## To be done:
Put the lines from the one containing "of the man's" through the end of the items into a numbered list, leaving out any blank lines.

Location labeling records

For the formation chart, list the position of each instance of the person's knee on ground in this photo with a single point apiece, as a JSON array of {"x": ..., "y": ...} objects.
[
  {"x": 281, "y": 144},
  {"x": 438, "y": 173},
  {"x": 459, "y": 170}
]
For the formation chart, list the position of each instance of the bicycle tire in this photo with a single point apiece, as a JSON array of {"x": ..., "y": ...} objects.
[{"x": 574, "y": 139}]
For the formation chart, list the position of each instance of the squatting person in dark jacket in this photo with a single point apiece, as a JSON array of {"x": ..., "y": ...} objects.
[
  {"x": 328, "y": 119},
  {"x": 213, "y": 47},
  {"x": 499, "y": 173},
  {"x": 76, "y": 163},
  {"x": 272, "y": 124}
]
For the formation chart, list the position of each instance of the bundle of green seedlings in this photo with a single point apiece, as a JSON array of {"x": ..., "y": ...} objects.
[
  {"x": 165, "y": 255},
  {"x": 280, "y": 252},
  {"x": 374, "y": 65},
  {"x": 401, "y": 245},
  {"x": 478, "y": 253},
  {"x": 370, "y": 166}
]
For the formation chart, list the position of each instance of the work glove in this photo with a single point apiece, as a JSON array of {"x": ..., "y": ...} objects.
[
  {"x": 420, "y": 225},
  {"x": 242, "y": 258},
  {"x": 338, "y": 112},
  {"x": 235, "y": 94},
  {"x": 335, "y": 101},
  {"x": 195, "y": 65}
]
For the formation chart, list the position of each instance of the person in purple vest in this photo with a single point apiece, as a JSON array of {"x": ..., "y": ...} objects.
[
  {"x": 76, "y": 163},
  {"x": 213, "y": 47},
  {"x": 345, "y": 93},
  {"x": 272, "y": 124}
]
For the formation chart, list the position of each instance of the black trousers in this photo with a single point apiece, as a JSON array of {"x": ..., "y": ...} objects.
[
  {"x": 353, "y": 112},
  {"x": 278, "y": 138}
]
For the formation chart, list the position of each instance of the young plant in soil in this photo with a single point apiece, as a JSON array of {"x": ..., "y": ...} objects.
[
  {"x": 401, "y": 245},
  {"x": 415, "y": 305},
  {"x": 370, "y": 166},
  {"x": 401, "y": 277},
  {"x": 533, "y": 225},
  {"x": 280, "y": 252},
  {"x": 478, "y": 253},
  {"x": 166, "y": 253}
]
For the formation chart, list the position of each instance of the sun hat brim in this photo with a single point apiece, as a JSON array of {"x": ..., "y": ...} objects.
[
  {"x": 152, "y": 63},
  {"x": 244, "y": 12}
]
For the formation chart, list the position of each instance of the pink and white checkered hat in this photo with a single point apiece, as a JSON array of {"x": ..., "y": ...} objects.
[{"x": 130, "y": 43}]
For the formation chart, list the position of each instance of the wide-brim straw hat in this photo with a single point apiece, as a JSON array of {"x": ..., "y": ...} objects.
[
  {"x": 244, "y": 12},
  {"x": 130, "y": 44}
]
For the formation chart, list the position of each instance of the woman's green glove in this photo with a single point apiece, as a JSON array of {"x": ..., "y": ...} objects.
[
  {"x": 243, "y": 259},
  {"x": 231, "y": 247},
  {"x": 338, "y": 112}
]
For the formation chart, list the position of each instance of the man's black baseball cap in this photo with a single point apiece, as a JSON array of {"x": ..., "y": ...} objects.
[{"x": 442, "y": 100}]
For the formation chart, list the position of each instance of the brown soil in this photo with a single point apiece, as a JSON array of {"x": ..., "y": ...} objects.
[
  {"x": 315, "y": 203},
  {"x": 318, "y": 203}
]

## The response:
1. For the formation chart, list the position of each instance of the man's black baseball cap in this photo with a single point apiece, as a JSON array of {"x": ..., "y": ...} objects.
2. [{"x": 442, "y": 100}]
3. For the formation chart, list the position of each instance of the brown soil in this photo with a single point apiece, as a JSON array of {"x": ..., "y": ...} objects.
4. [
5.   {"x": 315, "y": 203},
6.   {"x": 318, "y": 203}
7. ]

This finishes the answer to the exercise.